### [Texto fornecido]
O Vereador não consegue ficar dois minutos sem falar em política. - pensei, enquanto afivelava o cinto de cinto de segurança.
-E eu imagino os vizinhos dele, sem terem nada com isso, incomodados com aquele grupo de manifestantes que há mais de um mês se colocou em frente do prédio dele sem arredar o pé.
-Ele vai ter de sair porque o seu filho de 18 anos vai ser candidato a deputado.
Então, percebi que ele não se referia à saída da residência e sim do cargo.
-Sérgio Cabral já prepara um filho para a política?... Eu desconhecia isso.
-É uma dinastia que enche os bolsos com o nosso dinheiro. - indignou-se mais uma vez.
Veio-me, então, à mente uma defesa que fiz do Sérgio Cabral Pai, no Facebook, quando o compararam com o filho em malfeitos. Mas com o Vereador, eu não pretendia desperdiçar energia com polêmicas, ainda assim, o provoquei:
-E o Sérgio Cabral Pai?
-Ele era jornalista; entrou para a política...
-E escreveu quinze livros de música popular brasileira. - meu aparte se ajustava na minha intenção provocativa.
-Sim disso; mas o filho o colocou como ministro das contas do município. O que ele entende de contas públicas?... Nada. No entanto, embolsava um salário de 50 mil reais para não fazer nada.

### [Material fornecido]
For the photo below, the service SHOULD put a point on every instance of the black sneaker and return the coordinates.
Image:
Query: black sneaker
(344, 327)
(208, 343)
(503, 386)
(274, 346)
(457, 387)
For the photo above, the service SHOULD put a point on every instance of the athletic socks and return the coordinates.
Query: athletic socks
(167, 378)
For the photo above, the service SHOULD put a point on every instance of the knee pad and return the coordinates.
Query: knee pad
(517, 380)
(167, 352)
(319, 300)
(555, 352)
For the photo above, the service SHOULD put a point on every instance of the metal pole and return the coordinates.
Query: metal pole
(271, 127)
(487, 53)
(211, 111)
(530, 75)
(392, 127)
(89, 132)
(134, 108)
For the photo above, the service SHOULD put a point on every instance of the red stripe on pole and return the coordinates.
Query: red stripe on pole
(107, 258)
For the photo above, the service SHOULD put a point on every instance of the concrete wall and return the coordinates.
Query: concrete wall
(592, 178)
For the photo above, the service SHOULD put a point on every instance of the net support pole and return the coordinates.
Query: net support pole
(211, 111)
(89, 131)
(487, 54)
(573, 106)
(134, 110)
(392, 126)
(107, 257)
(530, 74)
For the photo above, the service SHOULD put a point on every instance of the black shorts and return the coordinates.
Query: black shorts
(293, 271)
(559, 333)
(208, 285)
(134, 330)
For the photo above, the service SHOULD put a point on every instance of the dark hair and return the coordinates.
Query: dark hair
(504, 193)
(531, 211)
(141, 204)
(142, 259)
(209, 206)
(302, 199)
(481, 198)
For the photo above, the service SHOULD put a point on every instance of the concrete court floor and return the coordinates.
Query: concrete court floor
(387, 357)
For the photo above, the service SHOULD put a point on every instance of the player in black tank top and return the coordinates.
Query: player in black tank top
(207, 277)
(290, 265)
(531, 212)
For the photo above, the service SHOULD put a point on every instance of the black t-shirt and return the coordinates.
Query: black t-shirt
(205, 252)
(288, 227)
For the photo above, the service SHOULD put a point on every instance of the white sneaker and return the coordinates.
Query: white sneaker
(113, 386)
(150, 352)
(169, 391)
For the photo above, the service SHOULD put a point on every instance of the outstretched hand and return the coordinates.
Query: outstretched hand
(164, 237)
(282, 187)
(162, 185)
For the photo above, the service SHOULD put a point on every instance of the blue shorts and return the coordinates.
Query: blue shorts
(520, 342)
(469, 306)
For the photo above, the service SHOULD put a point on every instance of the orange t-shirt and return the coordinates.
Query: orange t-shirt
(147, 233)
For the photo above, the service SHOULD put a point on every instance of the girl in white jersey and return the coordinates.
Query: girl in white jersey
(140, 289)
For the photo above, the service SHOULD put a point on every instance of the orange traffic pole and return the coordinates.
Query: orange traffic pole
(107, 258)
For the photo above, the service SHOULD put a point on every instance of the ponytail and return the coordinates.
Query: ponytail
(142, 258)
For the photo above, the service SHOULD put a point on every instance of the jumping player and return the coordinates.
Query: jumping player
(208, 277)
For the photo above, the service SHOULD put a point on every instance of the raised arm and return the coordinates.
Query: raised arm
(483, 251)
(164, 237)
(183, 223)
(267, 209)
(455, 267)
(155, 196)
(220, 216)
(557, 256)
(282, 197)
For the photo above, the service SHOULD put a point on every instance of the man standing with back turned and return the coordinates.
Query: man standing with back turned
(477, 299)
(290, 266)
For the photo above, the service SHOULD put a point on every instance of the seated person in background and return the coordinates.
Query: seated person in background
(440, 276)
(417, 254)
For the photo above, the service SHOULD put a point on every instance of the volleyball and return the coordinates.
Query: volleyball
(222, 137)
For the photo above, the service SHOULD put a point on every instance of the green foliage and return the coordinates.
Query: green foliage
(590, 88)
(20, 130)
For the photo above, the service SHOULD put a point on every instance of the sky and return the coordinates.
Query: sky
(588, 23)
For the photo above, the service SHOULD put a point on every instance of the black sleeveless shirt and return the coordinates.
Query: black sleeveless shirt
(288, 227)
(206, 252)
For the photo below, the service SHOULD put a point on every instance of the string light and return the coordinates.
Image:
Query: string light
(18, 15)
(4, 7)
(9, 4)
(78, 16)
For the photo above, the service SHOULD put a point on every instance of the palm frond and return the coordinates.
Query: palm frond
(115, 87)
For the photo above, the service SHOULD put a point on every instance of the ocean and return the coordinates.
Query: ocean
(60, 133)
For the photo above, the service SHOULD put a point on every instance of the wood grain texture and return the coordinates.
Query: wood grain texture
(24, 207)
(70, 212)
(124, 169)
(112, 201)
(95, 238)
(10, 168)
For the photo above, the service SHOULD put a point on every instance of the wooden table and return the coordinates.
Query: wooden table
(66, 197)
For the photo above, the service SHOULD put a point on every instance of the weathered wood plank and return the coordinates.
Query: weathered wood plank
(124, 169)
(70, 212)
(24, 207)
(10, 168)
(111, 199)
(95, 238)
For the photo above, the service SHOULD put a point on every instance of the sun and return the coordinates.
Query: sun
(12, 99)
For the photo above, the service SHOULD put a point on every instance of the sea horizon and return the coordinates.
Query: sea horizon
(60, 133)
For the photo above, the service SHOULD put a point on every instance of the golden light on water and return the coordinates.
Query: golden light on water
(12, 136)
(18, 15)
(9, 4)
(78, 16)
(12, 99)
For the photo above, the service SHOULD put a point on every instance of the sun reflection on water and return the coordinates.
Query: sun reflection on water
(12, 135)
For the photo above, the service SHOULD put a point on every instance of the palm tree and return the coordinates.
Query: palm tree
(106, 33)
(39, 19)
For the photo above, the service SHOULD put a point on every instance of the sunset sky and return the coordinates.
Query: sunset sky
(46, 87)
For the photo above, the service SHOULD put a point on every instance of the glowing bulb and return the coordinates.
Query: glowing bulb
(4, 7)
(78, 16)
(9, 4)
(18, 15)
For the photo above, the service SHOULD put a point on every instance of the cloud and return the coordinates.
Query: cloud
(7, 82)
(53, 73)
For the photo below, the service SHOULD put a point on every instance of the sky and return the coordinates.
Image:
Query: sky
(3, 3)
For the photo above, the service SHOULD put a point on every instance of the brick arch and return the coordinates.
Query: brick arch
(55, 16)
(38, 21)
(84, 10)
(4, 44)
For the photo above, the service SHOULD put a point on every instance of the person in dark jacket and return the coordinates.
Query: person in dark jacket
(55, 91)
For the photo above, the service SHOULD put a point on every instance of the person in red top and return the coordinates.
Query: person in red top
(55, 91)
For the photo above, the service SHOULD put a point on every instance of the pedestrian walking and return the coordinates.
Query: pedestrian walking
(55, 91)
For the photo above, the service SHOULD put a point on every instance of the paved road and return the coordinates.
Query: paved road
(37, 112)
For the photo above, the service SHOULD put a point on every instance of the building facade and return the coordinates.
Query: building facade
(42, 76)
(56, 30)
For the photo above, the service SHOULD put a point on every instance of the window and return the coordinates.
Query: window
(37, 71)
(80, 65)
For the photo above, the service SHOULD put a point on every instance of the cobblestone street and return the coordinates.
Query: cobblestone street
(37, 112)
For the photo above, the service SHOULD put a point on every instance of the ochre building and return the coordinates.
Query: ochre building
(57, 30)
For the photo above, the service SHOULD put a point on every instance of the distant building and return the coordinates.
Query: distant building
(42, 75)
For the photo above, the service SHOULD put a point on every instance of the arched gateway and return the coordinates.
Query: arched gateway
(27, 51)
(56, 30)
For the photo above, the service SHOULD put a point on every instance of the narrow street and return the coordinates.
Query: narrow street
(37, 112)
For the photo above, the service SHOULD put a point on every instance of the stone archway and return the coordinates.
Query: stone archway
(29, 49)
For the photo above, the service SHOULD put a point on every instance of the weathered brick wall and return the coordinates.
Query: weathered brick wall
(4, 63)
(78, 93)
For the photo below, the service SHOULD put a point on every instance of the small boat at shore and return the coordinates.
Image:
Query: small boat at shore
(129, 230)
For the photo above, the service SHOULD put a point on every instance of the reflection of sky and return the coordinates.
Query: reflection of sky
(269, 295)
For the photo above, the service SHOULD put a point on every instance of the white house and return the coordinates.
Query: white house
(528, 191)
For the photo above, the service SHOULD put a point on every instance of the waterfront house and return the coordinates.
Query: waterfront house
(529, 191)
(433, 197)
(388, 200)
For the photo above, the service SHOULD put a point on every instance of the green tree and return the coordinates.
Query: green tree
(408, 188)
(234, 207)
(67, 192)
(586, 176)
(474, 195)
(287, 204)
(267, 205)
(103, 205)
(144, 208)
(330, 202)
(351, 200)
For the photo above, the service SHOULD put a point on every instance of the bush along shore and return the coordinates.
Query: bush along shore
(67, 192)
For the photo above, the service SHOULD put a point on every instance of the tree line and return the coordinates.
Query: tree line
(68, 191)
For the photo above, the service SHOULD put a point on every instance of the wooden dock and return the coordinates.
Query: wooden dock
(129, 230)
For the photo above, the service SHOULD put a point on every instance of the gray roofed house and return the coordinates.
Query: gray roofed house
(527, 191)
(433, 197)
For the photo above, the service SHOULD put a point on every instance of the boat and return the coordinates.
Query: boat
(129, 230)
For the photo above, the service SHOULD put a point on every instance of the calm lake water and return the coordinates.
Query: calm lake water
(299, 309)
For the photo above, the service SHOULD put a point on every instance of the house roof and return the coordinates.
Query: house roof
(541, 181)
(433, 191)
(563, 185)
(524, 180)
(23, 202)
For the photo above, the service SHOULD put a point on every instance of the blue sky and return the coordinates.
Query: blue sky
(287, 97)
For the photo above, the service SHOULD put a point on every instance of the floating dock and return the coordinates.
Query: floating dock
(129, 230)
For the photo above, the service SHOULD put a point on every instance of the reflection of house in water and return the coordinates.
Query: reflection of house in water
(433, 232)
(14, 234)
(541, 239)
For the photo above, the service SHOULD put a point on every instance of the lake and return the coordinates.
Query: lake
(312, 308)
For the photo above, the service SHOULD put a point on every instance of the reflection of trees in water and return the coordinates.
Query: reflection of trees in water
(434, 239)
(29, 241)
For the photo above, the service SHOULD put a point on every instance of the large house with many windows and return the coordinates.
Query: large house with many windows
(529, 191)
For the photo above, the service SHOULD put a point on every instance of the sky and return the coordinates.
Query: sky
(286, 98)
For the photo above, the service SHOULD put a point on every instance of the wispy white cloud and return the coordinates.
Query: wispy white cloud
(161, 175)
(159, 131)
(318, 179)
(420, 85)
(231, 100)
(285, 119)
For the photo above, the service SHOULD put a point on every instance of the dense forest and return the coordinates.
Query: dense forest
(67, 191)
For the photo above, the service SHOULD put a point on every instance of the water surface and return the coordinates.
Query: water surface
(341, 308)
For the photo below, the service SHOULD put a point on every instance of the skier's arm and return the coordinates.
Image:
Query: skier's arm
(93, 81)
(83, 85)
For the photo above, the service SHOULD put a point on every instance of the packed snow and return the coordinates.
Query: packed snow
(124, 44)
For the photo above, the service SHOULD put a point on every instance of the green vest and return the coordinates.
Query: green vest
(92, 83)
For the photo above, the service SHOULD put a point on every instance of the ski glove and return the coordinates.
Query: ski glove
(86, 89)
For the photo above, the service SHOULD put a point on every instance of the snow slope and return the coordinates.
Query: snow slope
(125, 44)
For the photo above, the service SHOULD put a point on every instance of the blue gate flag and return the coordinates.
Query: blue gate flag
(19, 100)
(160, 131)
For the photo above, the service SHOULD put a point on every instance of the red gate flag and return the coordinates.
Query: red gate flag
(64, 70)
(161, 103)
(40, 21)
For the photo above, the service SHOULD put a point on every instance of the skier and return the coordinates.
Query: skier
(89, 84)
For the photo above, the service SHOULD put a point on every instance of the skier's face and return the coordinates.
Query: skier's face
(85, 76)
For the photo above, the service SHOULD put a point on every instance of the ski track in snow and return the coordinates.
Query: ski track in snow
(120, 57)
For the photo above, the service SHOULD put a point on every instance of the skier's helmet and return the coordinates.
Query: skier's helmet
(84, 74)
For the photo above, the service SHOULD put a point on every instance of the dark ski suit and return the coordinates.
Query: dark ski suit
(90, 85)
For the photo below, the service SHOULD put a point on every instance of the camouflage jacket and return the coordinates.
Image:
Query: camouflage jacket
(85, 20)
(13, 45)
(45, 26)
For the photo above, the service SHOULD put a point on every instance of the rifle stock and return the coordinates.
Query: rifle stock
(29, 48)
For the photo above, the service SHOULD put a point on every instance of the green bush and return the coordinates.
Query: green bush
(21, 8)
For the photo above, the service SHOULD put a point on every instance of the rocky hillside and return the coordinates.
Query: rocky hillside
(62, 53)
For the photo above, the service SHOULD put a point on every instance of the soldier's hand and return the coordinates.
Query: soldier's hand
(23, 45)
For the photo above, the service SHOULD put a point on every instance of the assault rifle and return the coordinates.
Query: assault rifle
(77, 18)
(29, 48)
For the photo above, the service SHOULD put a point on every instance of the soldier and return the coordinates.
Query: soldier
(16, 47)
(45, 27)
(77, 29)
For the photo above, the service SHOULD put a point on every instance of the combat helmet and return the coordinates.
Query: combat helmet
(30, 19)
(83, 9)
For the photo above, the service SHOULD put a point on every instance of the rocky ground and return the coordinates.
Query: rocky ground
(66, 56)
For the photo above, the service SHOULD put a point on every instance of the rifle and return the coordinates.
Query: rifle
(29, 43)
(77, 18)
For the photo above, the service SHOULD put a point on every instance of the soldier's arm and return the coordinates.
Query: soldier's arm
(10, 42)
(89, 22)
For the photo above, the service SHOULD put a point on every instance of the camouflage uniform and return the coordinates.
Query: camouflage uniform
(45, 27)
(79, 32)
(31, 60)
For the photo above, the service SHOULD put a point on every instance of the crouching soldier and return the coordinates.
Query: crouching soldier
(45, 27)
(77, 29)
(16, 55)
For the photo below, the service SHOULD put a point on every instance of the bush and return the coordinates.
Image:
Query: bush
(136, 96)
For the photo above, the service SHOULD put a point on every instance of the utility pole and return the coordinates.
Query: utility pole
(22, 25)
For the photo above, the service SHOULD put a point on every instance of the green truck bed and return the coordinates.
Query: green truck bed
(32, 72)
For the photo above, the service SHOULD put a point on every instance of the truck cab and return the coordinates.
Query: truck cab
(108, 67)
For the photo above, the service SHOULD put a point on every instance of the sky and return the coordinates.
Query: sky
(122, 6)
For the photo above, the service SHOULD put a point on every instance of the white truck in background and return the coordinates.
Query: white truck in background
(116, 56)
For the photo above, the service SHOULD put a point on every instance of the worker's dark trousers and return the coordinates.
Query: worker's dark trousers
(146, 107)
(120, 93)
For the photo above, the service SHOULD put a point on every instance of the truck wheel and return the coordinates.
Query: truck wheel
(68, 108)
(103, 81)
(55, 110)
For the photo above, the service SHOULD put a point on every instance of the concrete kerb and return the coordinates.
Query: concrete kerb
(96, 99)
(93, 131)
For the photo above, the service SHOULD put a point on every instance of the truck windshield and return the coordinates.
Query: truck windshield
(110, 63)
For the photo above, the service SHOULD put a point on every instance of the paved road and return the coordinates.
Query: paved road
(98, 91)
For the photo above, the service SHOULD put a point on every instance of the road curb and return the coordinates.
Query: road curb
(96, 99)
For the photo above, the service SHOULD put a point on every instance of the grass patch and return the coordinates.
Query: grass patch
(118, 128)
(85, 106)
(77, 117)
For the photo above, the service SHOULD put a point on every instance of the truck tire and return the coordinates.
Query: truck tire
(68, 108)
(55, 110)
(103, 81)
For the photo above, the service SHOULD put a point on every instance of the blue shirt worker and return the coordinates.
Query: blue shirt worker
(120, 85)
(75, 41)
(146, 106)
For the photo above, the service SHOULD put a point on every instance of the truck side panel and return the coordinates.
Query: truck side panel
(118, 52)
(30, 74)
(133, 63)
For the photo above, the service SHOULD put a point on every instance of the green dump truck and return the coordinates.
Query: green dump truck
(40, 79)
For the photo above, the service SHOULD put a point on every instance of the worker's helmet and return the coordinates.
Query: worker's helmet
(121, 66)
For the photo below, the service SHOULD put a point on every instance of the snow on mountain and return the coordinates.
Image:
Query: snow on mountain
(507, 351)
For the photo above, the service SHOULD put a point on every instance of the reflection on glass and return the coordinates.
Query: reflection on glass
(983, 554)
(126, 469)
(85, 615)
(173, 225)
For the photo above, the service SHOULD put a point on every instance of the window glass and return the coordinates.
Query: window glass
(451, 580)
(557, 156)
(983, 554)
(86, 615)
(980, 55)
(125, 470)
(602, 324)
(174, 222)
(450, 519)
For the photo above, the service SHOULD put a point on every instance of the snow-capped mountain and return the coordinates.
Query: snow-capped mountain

### [Instruções da tarefa]
Devolva o texto fornecido na íntegra, sem nenhuma alteração. As linhas não têm relação com o texto fornecido.

### [Resultado da tarefa]
O Vereador não consegue ficar dois minutos sem falar em política. - pensei, enquanto afivelava o cinto de cinto de segurança.
-E eu imagino os vizinhos dele, sem terem nada com isso, incomodados com aquele grupo de manifestantes que há mais de um mês se colocou em frente do prédio dele sem arredar o pé.
-Ele vai ter de sair porque o seu filho de 18 anos vai ser candidato a deputado.
Então, percebi que ele não se referia à saída da residência e sim do cargo.
-Sérgio Cabral já prepara um filho para a política?... Eu desconhecia isso.
-É uma dinastia que enche os bolsos com o nosso dinheiro. - indignou-se mais uma vez.
Veio-me, então, à mente uma defesa que fiz do Sérgio Cabral Pai, no Facebook, quando o compararam com o filho em malfeitos. Mas com o Vereador, eu não pretendia desperdiçar energia com polêmicas, ainda assim, o provoquei:
-E o Sérgio Cabral Pai?
-Ele era jornalista; entrou para a política...
-E escreveu quinze livros de música popular brasileira. - meu aparte se ajustava na minha intenção provocativa.
-Sim disso; mas o filho o colocou como ministro das contas do município. O que ele entende de contas públicas?... Nada. No entanto, embolsava um salário de 50 mil reais para não fazer nada.